_WHAT IS ASKED_
Can you output the records below exactly as they are written?

_DATA IN THIS EXERCISE_
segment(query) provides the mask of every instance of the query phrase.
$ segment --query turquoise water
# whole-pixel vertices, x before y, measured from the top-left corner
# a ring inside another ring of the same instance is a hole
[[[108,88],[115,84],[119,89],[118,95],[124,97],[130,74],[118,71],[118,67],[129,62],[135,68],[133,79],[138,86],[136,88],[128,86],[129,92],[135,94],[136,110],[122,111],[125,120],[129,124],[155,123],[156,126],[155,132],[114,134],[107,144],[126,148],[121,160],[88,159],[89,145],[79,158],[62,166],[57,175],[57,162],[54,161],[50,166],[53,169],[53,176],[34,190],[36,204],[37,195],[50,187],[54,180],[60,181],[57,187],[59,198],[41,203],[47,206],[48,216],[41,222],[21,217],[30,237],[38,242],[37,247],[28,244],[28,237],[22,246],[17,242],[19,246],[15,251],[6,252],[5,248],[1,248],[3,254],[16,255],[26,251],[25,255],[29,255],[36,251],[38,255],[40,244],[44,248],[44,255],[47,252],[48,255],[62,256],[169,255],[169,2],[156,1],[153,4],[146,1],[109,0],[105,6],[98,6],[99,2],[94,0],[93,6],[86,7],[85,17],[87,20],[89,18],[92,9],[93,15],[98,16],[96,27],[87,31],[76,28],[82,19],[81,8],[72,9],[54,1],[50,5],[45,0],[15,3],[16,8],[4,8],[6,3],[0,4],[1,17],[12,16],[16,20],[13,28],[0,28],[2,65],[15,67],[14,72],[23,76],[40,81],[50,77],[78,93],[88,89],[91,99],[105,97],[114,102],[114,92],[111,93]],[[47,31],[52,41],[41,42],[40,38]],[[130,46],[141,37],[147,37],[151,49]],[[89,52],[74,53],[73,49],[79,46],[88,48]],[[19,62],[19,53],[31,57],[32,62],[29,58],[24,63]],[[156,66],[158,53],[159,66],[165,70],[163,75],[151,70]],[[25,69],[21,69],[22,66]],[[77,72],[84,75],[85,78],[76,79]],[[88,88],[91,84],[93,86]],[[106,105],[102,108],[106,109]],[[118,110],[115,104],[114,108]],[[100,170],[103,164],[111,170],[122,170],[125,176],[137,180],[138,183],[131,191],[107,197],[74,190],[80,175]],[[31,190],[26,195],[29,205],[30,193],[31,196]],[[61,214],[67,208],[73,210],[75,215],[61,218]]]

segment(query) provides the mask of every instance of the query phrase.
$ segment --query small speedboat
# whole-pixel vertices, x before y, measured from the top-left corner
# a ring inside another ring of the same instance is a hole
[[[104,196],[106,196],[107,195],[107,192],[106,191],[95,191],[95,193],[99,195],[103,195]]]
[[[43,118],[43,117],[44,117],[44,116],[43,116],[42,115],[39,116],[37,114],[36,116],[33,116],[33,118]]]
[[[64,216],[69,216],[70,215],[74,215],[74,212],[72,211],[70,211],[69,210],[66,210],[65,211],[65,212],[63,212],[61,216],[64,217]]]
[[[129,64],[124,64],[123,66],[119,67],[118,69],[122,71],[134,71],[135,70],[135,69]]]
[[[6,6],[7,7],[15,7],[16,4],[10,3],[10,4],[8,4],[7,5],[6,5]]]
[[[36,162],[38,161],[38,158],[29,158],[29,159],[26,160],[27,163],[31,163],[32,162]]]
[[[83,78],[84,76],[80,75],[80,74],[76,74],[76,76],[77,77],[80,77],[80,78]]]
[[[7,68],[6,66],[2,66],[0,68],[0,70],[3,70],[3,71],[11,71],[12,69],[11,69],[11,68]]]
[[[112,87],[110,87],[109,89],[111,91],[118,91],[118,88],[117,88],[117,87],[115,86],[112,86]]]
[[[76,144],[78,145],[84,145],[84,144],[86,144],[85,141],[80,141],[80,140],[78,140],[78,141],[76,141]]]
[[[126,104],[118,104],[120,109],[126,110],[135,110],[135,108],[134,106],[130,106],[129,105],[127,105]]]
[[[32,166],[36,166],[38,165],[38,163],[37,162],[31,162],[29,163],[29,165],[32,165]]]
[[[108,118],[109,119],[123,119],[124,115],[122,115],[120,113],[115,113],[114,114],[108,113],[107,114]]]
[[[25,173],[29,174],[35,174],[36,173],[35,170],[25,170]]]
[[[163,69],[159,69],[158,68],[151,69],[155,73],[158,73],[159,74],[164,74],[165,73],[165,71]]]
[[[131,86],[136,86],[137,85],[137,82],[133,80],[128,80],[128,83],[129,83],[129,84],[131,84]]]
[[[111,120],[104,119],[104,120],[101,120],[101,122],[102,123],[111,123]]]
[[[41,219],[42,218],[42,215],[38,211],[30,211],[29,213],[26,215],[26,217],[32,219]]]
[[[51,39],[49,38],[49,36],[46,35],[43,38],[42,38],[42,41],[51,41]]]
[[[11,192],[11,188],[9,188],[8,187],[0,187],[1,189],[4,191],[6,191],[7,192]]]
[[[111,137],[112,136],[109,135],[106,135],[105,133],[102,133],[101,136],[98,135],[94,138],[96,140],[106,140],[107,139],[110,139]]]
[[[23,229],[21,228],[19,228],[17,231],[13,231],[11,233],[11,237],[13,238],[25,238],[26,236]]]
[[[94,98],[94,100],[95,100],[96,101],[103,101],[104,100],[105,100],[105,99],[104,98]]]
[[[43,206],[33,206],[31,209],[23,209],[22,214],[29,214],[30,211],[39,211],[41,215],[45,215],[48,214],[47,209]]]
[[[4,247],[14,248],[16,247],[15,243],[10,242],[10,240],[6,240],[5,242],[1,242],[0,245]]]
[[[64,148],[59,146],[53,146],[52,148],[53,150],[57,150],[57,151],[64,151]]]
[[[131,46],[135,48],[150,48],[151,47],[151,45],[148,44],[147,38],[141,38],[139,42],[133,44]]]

_WRITTEN SOLUTION_
segment(query) provides the mask of every instance of the query phrase.
$ segment --query turquoise water
# whole-pixel vertices, x before y, measured from the top-left corner
# a ring inside another ring of the same instance is a hole
[[[108,88],[115,84],[119,89],[118,95],[124,97],[130,74],[118,71],[118,67],[129,62],[135,68],[133,79],[138,86],[136,88],[128,86],[129,92],[135,94],[136,110],[122,111],[125,120],[129,124],[155,123],[156,126],[155,132],[114,134],[107,144],[126,148],[121,160],[88,159],[89,145],[79,158],[62,166],[57,175],[57,162],[54,161],[50,166],[53,169],[53,176],[34,190],[36,204],[37,195],[50,187],[54,180],[60,181],[57,187],[59,198],[41,203],[47,206],[48,216],[41,222],[21,217],[30,237],[38,242],[37,247],[28,244],[28,237],[22,246],[17,242],[19,246],[15,251],[6,252],[5,248],[1,248],[3,254],[16,255],[26,251],[25,255],[29,255],[36,251],[38,255],[40,244],[44,248],[44,255],[47,252],[48,255],[62,256],[169,255],[169,2],[156,1],[153,4],[146,1],[109,0],[105,6],[98,6],[99,2],[94,0],[93,6],[86,7],[85,17],[87,20],[89,18],[92,9],[93,15],[98,16],[96,27],[87,31],[76,28],[82,19],[81,8],[72,9],[54,1],[50,5],[45,0],[15,3],[16,8],[4,8],[6,3],[0,4],[1,17],[12,16],[16,20],[13,28],[0,28],[2,65],[15,67],[14,72],[23,76],[40,81],[50,77],[78,93],[88,89],[91,99],[105,97],[114,102],[114,92],[111,93]],[[47,31],[52,41],[41,42],[40,38]],[[130,46],[141,37],[147,37],[151,49]],[[89,52],[74,53],[73,49],[79,46],[88,48]],[[19,62],[19,53],[31,57],[32,62],[29,58],[24,63]],[[156,66],[158,53],[159,66],[165,70],[163,75],[151,70]],[[25,69],[21,69],[22,66]],[[77,72],[84,75],[85,78],[76,79]],[[88,88],[91,84],[93,86]],[[106,105],[102,108],[106,109]],[[118,110],[115,104],[114,108]],[[100,170],[103,164],[111,170],[122,170],[125,176],[137,180],[138,183],[131,191],[107,197],[74,190],[80,175]],[[31,190],[26,195],[29,205],[30,193],[31,196]],[[61,214],[67,208],[73,210],[75,215],[61,218]]]

segment(query) provides the mask of every instance of the query phrase.
$ segment --query small speedboat
# whole-pixel vertices, x before y, measured from the top-left corner
# a ring inside another ring of the same instance is a hole
[[[104,196],[106,196],[107,195],[107,192],[106,191],[95,191],[95,193],[99,195],[103,195]]]
[[[43,118],[43,117],[44,117],[44,116],[43,116],[42,115],[39,116],[37,114],[36,116],[33,116],[33,118]]]
[[[64,216],[69,216],[70,215],[74,215],[74,212],[72,211],[70,211],[69,210],[66,210],[65,211],[65,212],[63,212],[61,216],[64,217]]]
[[[129,64],[124,64],[123,66],[119,67],[118,69],[122,71],[134,71],[135,70],[135,69]]]
[[[6,6],[7,7],[15,7],[16,4],[10,3],[10,4],[8,4],[7,5],[6,5]]]
[[[36,162],[38,161],[38,158],[29,158],[29,159],[26,160],[27,163],[31,163],[32,162]]]
[[[83,78],[84,76],[80,75],[80,74],[76,74],[76,76],[77,77],[80,77],[80,78]]]
[[[7,68],[6,66],[2,66],[0,68],[0,70],[3,70],[3,71],[11,71],[12,69],[11,69],[11,68]]]
[[[112,87],[110,87],[109,89],[111,91],[118,91],[118,88],[117,88],[117,87],[115,86],[112,86]]]
[[[76,144],[78,145],[84,145],[84,144],[86,144],[85,141],[80,141],[80,140],[78,140],[78,141],[76,141]]]
[[[126,104],[118,104],[120,109],[126,110],[135,110],[135,108],[134,106],[130,106],[129,105],[127,105]]]
[[[32,166],[36,166],[38,165],[38,163],[37,162],[31,162],[29,163],[29,165],[32,165]]]
[[[108,118],[109,119],[123,119],[124,115],[122,115],[120,113],[115,113],[114,114],[108,113],[107,114]]]
[[[25,173],[29,174],[35,174],[36,173],[35,170],[25,170]]]
[[[163,69],[159,69],[158,68],[151,69],[155,73],[158,73],[159,74],[164,74],[165,73],[165,71]]]
[[[131,86],[136,86],[137,85],[137,82],[133,80],[128,80],[128,83],[129,83],[129,84],[131,84]]]
[[[111,120],[104,119],[104,120],[101,120],[101,122],[102,123],[111,123]]]
[[[41,219],[42,218],[42,215],[38,211],[30,211],[29,213],[26,215],[26,217],[32,219]]]
[[[51,39],[49,38],[49,36],[46,35],[43,38],[42,38],[42,41],[51,41]]]
[[[11,192],[11,188],[9,188],[8,187],[0,187],[1,189],[4,191],[6,191],[7,192]]]
[[[111,137],[112,136],[109,135],[106,135],[105,133],[102,133],[101,136],[98,135],[94,138],[96,140],[106,140],[107,139],[110,139]]]
[[[23,229],[21,228],[19,228],[17,231],[13,231],[11,233],[11,237],[13,238],[25,238],[26,236]]]
[[[94,98],[94,100],[95,100],[96,101],[103,101],[104,100],[105,100],[105,99],[104,98]]]
[[[43,206],[33,206],[31,209],[23,209],[22,214],[29,214],[30,211],[39,211],[41,215],[45,215],[48,214],[47,209]]]
[[[4,247],[14,248],[16,247],[15,243],[10,242],[10,240],[6,240],[5,242],[1,242],[0,245]]]
[[[64,148],[59,146],[53,146],[52,148],[53,150],[57,150],[57,151],[64,151]]]
[[[131,46],[135,48],[150,48],[151,47],[151,45],[148,44],[147,38],[141,38],[139,42],[133,44]]]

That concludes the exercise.